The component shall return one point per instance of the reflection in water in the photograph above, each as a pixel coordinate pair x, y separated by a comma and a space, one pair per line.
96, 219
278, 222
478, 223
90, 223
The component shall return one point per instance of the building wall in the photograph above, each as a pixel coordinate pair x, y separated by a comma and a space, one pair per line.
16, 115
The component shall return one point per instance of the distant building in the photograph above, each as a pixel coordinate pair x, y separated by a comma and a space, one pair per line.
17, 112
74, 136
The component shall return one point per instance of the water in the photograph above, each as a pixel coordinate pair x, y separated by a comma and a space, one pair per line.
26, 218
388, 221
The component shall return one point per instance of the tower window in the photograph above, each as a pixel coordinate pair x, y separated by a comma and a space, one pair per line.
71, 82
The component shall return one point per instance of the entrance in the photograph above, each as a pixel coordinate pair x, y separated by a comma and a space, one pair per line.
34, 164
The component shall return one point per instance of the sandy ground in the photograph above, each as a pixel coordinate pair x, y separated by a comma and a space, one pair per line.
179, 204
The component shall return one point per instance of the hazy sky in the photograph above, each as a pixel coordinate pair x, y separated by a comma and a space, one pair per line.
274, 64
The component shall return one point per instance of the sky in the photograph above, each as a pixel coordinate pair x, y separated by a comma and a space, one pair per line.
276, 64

WHAT NEEDS TO BE DONE: Could you rewrite the listing above as a two-column CSV with the header directive,points? Give one row for each sentence beginning "The component shall return", put that sentence and the coordinate pairs that follow it each in a single quoted field, and turn line breaks into spaces.

REPLY TO THE TASK:
directive,points
"The component shall return one point per instance of the reflection in water in the photograph above, each as a pixel coordinate pair x, y separated by a comma and a space, one pair per line.","96, 219 278, 222 478, 223 90, 223"
"The component shall return one point per instance of the building wall in the photograph above, each as a pixel coordinate pair x, y separated by a comma and a space, one pair per line.","16, 115"
"The component shall return one point per instance of the distant building in the photograph above, each as a pixel coordinate pair x, y separated by a comma and a space, one pair per line.","17, 112 74, 136"
"The component shall return one point per instance of the water in the photograph above, each as a pixel coordinate pair x, y separated by a comma and a space, one pair per line.","26, 218 388, 221"
"The component shall return one point per instance of the tower window in the photograph above, each as a pixel coordinate pair x, y separated by a comma and a space, one pair per line.","71, 82"
"The component shall return one point per instance of the entrance in the photograph above, each as a pixel coordinate pair x, y separated by a comma and a space, one pair per line.","34, 164"
"The component shall return one point per instance of the sandy ground in the photograph above, each as a pixel coordinate pair x, y separated by a comma and a space, one pair per line.","179, 204"
"The component shall return one point per instance of the hazy sky in the photograph above, each as a pixel coordinate pair x, y separated by a comma and a space, one pair per line.","274, 64"
"The component shall return one point per instance of the sky in the photograph above, each as a pixel coordinate pair x, y separated by a comma and a space, one pair per line.","276, 64"